(Tasks and exercises):
1. Summarize the forum discussion on game designer notes in two sentences.
2. Carry the forum discussion on game designer notes forward from its final sentence.

By and large I enjoy reading game designer notes. It gives a very nice perspective in terms what the designer was thing, and what they considered to be important when writing a specific bit of their game. In game books these types of notes are best left for side bars or the appendix. If game design notes continuously show up in the bulk of the text, they can be very distracting.

But I'm wondering if for the process of generating to-be-review material, that is game text that is not in its complete form but is made available for review and critique, it might not be useful to have the design notes more front and center (or at least close to the rules that they are explaining). Sort of like software code annotations, it helps to keep things clear and explain what is going on. I see that this could be useful to both the designer and the reviewer. The designer can go back and see the logic behind a particular rule. The reviewer can have a better understanding of what the designer is trying to achieve, and perhaps be able to offer more relevant feed back.

Does anyone else think this could be useful for games that are open for review, provided that the design notes are clearly distinguishable from the "official" game text? Or is it better to approach the material from the viewpoint of the end user, and comment based on the "as is" presentation?

-Al

Jasper

I once designed a game (Graal), originally for a professor of mine, and included copious notes explaining design decisions as well as some of the more basic aspects of role-playing, since he of course had never seen one before.  In a sense that game got reviewed, though not by experienced role-players, when that professor graded it.  In the end he liked it, for various reasons which might not be shared by dedicated RPGers, and I think the notes helped a lot in getting my ideas across to him.  I included them only as side-bars, since putting them whithin the text would indeed have been distracting: the text was about what you did, as a player, and designed to be referenced; you wouldn't want to wade through designer's notes everytime you were looking up a rule.

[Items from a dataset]

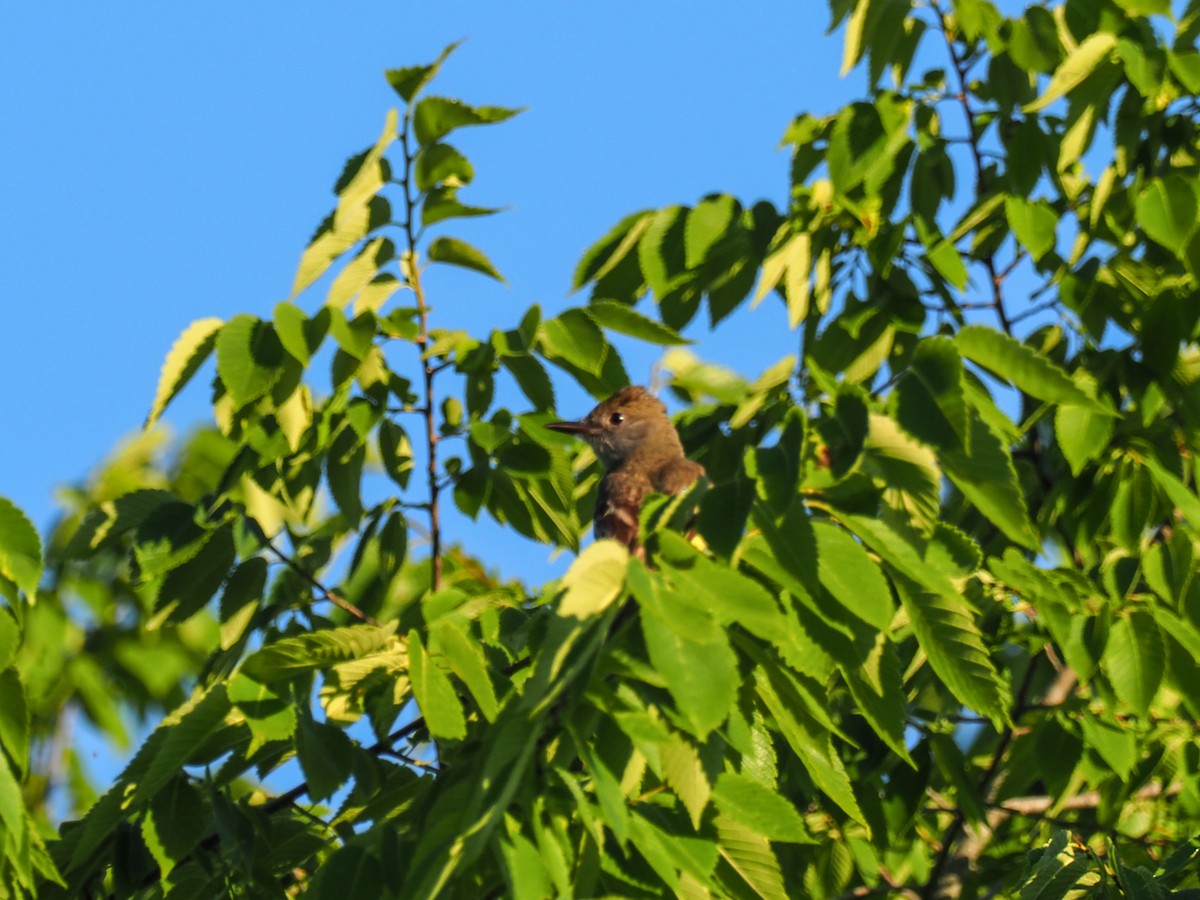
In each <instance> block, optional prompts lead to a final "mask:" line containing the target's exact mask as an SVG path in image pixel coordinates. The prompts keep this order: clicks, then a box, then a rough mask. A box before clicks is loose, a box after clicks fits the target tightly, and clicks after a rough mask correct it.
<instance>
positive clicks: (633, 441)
mask: <svg viewBox="0 0 1200 900" xmlns="http://www.w3.org/2000/svg"><path fill="white" fill-rule="evenodd" d="M546 427H547V428H551V430H553V431H559V432H563V433H564V434H577V436H578V437H581V438H583V439H584V440H587V442H588V444H590V446H592V449H593V450H595V454H596V456H599V457H600V462H602V463H604V466H605V468H607V469H612V468H617V467H619V466H622V464H623V463H624V462H625V461H626V460H629V458H631V457H634V456H647V457H674V456H683V446H682V445H680V443H679V436H678V434H677V433H676V430H674V426H673V425H671V420H670V419H668V418H667V408H666V407H665V406H664V404H662V401H660V400H659V398H658V397H655V396H654V395H653V394H650V392H649V391H648V390H646V389H644V388H638V386H634V388H622V389H620V390H619V391H617V392H616V394H613V395H612V396H611V397H608V400H606V401H604V402H602V403H600V404H599V406H598V407H596V408H595V409H593V410H592V412H590V413H588V414H587V415H586V416H583V418H582V419H580V420H578V421H564V422H551V424H550V425H547V426H546Z"/></svg>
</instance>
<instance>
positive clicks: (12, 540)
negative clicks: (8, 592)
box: [0, 497, 42, 601]
mask: <svg viewBox="0 0 1200 900" xmlns="http://www.w3.org/2000/svg"><path fill="white" fill-rule="evenodd" d="M0 575H2V576H4V577H6V578H8V580H10V581H11V582H12V583H13V584H16V586H17V587H18V588H20V589H22V590H23V592H25V595H26V596H28V598H29V599H30V601H34V600H36V599H37V584H38V582H40V581H41V580H42V540H41V538H38V536H37V529H35V528H34V524H32V522H30V521H29V518H26V517H25V514H24V512H22V511H20V510H19V509H17V506H16V505H13V503H12V502H11V500H7V499H5V498H4V497H0Z"/></svg>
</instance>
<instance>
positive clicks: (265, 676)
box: [242, 624, 395, 684]
mask: <svg viewBox="0 0 1200 900" xmlns="http://www.w3.org/2000/svg"><path fill="white" fill-rule="evenodd" d="M394 631H395V625H394V624H392V625H389V626H385V628H379V626H377V625H347V626H344V628H332V629H325V630H323V631H312V632H310V634H306V635H294V636H292V637H283V638H280V640H278V641H275V642H274V643H269V644H266V646H265V647H263V648H262V649H259V650H257V652H256V653H253V654H252V655H251V656H250V658H248V659H247V660H246V661H245V662H244V664H242V671H244V672H245V673H246V674H248V676H250V677H251V678H253V679H254V680H256V682H263V683H268V684H269V683H270V682H277V680H280V679H283V678H294V677H295V676H298V674H302V673H305V672H310V671H312V670H314V668H328V667H329V666H331V665H334V664H335V662H342V661H344V660H352V659H360V658H362V656H366V655H367V654H371V653H377V652H379V650H383V649H385V648H388V647H389V646H391V644H392V643H394V641H395V638H394V637H392V632H394Z"/></svg>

(Responses in order):
1. The opening post says designer notes in finished game books are best kept in sidebars or an appendix, but asks whether drafts shared for review should place them near the rules they explain, like code annotations, so that both designer and reviewer understand the intent behind each rule. A reply describes a game called Graal written for a professor with extensive notes that helped convey its ideas, and says those notes were kept as sidebars because placing them within the reference text would have been distracting.

2.
So your audience definitely matters in terms of what kind of design notes  you present, but unless you're ashamed of your own design process, or are inherently secretive, I can't see that you don't benefit by including them.  If your target audience is people who have never played an RPG before, you certainly need to explain everything more clearly, but there's no reason to think they're stupid and won't be willing or able to appreciate your decisions, even if they have nothing to compare them to (hence your need to explain them even better).

But despite the fact that most RPGs have "what is role-playing?" sections, most of our audience is well experienced, and particularly for indie-RPGs:  our audience (speaking as an indie RPG publisher here) probably includes many of the most experienced and most sophisticated role-players our there.  (Not to say that people who haven't much liked the current crop of indie RPGs aren't sophisticated; but those with broad tastes almost by definition are.)  Therefore, I don't think there's much reason to hold back on design notes at all: with just about anything you write, you can be sure that, if interested, your audience will grok it.  Whether they'll be interested is perhaps another matter, but I bet a lot would be.  Giving away "trade secrets" of design is also a non-issue (and quite laughable actually).  

I'd say, however, that you should only include well-crafted, carefully considered design notes.  Something poorly explained may very well confuse even an experienced, sophisticated reader.  The main benefit you can reap from design notes (besides trying to attract a geek fanbase I suppose) is explaining more clearly how your game should be used, at the highest levels, which would include how it could by modified by your readers while still keeping with the original spirit.  If your design notes don't achieve something like this, they may be more time and effort than you want to spend, but I think they'd almost always be appreciated.